▶ _What the task asks_
Pick out and copy each line of the material below that contains the word "eyeglasses".

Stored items

——

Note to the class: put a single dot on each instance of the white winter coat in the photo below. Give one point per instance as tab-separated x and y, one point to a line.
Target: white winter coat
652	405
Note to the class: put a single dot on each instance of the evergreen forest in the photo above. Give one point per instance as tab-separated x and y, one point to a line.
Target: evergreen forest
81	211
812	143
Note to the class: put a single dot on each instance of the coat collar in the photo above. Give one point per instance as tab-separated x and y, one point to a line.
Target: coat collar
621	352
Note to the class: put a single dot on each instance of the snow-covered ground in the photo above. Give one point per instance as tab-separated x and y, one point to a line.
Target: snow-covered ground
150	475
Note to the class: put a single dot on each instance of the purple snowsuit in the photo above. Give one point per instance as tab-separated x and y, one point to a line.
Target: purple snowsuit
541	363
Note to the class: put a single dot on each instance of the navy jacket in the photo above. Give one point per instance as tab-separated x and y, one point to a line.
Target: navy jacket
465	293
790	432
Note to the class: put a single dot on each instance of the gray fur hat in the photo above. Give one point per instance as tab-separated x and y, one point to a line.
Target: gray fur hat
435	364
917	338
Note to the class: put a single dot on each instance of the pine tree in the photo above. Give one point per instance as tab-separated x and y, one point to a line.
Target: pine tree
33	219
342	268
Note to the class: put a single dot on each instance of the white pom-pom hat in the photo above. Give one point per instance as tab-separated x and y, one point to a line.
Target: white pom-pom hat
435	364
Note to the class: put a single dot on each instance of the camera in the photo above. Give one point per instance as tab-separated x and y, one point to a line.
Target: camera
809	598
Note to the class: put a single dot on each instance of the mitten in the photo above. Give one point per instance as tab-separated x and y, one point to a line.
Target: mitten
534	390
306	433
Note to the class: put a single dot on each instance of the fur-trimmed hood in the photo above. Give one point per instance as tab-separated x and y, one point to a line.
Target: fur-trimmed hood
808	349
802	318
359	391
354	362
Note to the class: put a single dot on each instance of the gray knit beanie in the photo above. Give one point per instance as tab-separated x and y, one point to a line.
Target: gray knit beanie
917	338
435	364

——

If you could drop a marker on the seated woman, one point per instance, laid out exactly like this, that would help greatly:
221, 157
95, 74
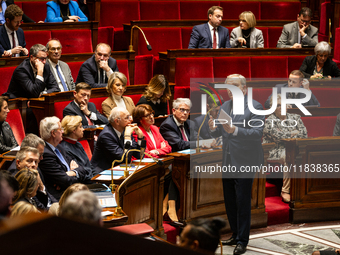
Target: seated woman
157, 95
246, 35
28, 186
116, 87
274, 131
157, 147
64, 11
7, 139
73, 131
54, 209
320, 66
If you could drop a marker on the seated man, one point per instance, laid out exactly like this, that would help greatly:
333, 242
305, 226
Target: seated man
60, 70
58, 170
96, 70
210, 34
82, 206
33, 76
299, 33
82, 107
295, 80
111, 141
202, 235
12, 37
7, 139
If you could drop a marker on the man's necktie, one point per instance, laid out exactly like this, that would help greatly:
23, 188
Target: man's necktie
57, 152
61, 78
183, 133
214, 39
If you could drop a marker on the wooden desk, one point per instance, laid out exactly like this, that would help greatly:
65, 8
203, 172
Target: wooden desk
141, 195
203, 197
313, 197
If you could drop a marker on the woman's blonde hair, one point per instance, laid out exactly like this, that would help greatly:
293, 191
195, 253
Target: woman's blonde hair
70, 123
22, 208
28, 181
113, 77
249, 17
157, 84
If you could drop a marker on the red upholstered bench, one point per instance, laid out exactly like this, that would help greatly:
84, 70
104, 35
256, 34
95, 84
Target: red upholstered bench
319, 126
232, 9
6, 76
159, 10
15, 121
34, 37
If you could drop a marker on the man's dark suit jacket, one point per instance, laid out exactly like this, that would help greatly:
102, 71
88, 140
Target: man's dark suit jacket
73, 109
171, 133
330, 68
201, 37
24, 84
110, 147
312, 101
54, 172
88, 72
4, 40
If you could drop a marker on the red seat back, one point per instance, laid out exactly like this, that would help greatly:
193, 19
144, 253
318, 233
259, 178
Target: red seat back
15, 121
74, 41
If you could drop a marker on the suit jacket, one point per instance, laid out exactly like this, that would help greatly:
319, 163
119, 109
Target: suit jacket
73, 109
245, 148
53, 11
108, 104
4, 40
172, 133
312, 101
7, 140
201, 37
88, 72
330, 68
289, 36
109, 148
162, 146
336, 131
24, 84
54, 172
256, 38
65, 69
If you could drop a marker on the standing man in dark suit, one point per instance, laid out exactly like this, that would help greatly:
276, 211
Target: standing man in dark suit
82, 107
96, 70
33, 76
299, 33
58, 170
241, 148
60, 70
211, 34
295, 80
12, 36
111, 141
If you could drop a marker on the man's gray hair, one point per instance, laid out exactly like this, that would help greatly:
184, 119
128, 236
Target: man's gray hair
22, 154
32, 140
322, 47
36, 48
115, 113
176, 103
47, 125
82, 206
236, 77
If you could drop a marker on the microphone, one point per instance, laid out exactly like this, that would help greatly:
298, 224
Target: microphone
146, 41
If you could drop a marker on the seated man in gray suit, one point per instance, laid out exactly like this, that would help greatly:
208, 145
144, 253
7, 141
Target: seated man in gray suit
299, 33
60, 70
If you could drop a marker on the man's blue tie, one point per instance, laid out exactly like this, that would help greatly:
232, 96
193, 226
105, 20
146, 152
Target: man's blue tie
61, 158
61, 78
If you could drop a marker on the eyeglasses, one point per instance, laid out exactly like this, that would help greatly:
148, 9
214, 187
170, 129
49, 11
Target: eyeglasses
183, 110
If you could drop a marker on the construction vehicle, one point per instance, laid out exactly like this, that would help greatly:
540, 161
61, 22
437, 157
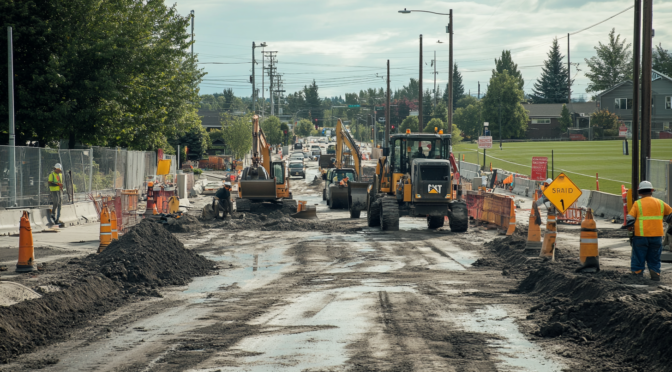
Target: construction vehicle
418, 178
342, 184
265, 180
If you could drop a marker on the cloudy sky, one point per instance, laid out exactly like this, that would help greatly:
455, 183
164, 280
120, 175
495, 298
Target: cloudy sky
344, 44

——

▶ _Finished task_
If you could drop a marker on the eyeglasses, one point per instance, laid out exactly like this, that would help greatly:
Target: eyeglasses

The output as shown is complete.